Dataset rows

[BEGIN]

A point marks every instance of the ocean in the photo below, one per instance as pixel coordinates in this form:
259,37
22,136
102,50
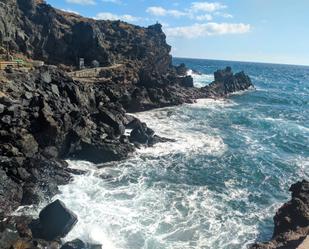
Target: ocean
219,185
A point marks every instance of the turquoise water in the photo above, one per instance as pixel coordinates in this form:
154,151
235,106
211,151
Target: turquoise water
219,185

[END]
[BEGIN]

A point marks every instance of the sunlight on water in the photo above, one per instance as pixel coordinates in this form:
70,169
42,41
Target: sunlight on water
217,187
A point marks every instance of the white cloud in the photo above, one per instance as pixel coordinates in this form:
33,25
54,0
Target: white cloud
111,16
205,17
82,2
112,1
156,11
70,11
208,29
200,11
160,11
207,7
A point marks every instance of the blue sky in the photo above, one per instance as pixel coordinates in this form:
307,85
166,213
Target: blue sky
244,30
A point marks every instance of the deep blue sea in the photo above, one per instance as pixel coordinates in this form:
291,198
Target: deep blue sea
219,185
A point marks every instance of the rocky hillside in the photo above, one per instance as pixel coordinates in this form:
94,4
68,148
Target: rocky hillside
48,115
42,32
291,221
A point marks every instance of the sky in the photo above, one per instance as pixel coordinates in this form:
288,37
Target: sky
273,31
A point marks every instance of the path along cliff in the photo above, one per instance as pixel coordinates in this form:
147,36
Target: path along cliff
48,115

[END]
[BEGIN]

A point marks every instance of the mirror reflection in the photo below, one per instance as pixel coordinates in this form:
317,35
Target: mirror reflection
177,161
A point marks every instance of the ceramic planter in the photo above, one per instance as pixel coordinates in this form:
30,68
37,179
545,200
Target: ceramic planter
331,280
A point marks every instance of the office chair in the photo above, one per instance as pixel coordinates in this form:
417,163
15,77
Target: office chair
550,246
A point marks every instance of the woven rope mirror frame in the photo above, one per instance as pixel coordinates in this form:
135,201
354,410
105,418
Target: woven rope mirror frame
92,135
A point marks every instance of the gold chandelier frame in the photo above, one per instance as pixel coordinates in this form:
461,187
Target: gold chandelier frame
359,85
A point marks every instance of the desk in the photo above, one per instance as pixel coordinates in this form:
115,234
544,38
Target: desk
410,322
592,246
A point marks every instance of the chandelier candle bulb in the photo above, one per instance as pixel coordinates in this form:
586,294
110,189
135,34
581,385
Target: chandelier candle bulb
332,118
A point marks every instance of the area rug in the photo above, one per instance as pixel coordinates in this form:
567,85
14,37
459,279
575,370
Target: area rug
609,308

[END]

- [Aim] From the data above, select every line that contains the string "bulb" and copy those lines. Case matters.

- [Response to the exercise]
A point marks every instance of the chandelier candle bulb in the photo above, one per instance as pixel coordinates in this form:
Target: chandelier candle bulb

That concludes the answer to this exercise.